## The request
Write what comes next in the passage about Harris's campaign in North Carolina, picking up after its last sentence.

--- Page text ---

Harris was up against that and against a general dissatisfaction among Americans — North Carolinians included — with the direction of the country and the state of the economy. While she tried at times and in ways to present herself as the candidate of change, her past four years as Biden’s governing partner made that a difficult sell.

When I spoke with Price, the former congressman, over the weekend, he said that he thought Harris had a good shot. But he also recognized how often Democrats had branded North Carolina the “New South,” only to have it cling to its old ways, and how frequently their pronouncements of its dawning progressivism had been contradicted.

“Ever since forever, we’ve thought that one of these days, things are going to tip around here,” Price said. “But we’re always falling short.”

--- Data extract ---

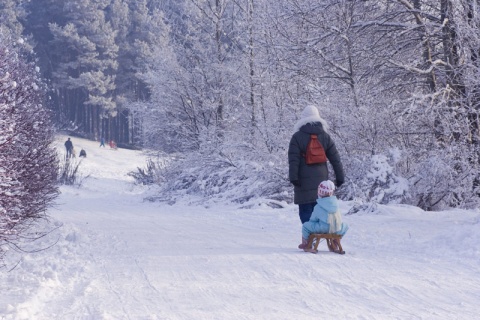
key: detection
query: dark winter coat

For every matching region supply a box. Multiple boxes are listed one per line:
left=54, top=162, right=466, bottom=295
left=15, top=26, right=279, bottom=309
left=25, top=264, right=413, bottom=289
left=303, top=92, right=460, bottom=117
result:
left=288, top=122, right=345, bottom=204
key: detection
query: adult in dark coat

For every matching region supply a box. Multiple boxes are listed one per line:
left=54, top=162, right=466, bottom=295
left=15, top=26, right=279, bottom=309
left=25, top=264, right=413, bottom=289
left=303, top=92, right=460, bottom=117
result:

---

## Written response
He also wondered if Trump’s onstage meltdowns over the final week of his campaign would matter as much to voters in North Carolina and elsewhere as they did to the media. ”I see this endgame stuff going on — the Madison Square Garden thing, the fantasizing about Liz Cheney, this craziness, a lot of it related to women — and I honestly don’t know if it penetrates,” he said. “So many things have happened that didn’t penetrate.”

That’s the story of a national race that often seemed strangely impervious to developments that promised to have greater effect than they ultimately did. And of a state — my state — reverting to type when there were so many reasons it shouldn’t.